**SET OF TASKS**
[A] From the bhatti comments below, set down the passage that begins at the words "I started by" and ends after the words "call I made.", reproducing it verbatim.
[B] Answer these questions using the bhatti comments below:
(i) In what field does the author hold a degree?
(ii) Which snapshottable-sandbox product came closest to meeting the author's needs?
(iii) Where in the repository are every plan and every experiment kept?

**** STUDY TEXT ****

12 pointsby sahil-shubham3 hours ago1 comment
  • sahil-shubham2 hours ago
    A bit more context on why I built this:

    I have a materials engineering degree but knew halfway through that I liked computers more. Software ever since, mostly self-taught — bhatti was partly a project to teach myself low-level Linux properly.

    I started by trying every snapshottable-sandbox product on the market for running my own coding agents. sprites.dev came closest but was unstable enough that I'd wake up to broken sessions. Halfway into building bhatti, I realised the market is ten companies racing to be the managed-Firecracker layer, and a Hetzner box is $100/mo — if you're willing to run the orchestrator yourself, you don't need any of them. I now run bhatti for my own agents (some need a browser, some need a full desktop, most just need plain Linux) and the rest of my engineering workflow on top.

    If you try it and something breaks, please open an issue. The early adopters who did that have shaped bhatti more than any single design call I made.

    • sahil-shubham2 hours ago
      On the AI question: a lot of bhatti's code came out of an LLM. The discipline I held onto was the boring kind — long planning docs before each chunk, integration tests against a real Pi cluster at home (no mocks for the VM path), atomic ship/test cycles. Every plan and every experiment is in docs/archive on the repo, both as a credibility receipt and so anyone who wants to fork can see how it was actually planned.

**** INFORMATION SHOWN ****

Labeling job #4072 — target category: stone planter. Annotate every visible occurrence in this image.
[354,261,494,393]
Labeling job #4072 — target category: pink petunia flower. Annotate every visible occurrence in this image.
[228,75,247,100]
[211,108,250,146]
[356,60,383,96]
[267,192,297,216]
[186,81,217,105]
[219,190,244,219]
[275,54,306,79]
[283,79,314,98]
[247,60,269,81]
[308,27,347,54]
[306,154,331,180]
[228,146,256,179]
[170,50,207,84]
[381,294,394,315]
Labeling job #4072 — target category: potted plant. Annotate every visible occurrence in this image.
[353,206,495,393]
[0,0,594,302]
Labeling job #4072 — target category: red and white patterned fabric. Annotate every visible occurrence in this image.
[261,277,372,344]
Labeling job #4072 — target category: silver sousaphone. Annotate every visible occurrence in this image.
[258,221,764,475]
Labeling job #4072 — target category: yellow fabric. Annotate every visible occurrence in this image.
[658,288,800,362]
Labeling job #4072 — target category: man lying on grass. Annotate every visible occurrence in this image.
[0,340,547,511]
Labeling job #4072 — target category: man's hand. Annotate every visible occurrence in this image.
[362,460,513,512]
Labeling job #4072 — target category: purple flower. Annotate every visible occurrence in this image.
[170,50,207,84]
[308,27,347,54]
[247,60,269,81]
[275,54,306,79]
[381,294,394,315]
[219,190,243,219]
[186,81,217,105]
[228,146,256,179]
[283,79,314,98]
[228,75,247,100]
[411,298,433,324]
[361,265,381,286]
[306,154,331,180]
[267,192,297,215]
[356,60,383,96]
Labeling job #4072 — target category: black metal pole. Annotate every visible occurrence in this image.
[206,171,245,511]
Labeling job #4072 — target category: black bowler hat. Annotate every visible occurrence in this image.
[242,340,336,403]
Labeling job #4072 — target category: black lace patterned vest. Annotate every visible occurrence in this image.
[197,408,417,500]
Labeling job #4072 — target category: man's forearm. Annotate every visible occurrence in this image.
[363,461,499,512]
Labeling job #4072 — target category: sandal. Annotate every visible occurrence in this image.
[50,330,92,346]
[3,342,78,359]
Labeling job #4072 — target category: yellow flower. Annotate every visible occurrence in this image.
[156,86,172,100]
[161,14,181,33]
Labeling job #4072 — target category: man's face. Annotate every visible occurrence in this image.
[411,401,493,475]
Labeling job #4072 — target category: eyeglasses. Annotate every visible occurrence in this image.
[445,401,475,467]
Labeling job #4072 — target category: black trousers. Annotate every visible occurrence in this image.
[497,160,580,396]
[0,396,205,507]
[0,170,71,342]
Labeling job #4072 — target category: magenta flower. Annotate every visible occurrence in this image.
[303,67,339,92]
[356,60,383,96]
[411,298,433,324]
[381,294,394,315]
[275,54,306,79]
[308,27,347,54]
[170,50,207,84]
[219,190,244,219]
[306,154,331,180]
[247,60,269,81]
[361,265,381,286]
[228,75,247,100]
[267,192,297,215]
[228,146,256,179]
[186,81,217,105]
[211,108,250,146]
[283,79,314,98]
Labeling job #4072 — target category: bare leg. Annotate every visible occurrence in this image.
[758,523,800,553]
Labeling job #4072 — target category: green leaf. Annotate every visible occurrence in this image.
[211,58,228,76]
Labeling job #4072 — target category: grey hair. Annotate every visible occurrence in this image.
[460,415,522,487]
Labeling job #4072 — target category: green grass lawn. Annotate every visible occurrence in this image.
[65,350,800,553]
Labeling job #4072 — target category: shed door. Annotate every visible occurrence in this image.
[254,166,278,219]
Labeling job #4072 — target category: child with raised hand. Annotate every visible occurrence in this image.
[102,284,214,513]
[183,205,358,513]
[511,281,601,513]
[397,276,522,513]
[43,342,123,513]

****

**TASK SOLUTIONS**
[A]
I started by trying every snapshottable-sandbox product on the market for running my own coding agents. sprites.dev came closest but was unstable enough that I'd wake up to broken sessions. Halfway into building bhatti, I realised the market is ten companies racing to be the managed-Firecracker layer, and a Hetzner box is $100/mo — if you're willing to run the orchestrator yourself, you don't need any of them. I now run bhatti for my own agents (some need a browser, some need a full desktop, most just need plain Linux) and the rest of my engineering workflow on top.

    If you try it and something breaks, please open an issue. The early adopters who did that have shaped bhatti more than any single design call I made.

[B]
(i) Materials engineering.
(ii) sprites.dev.
(iii) In docs/archive.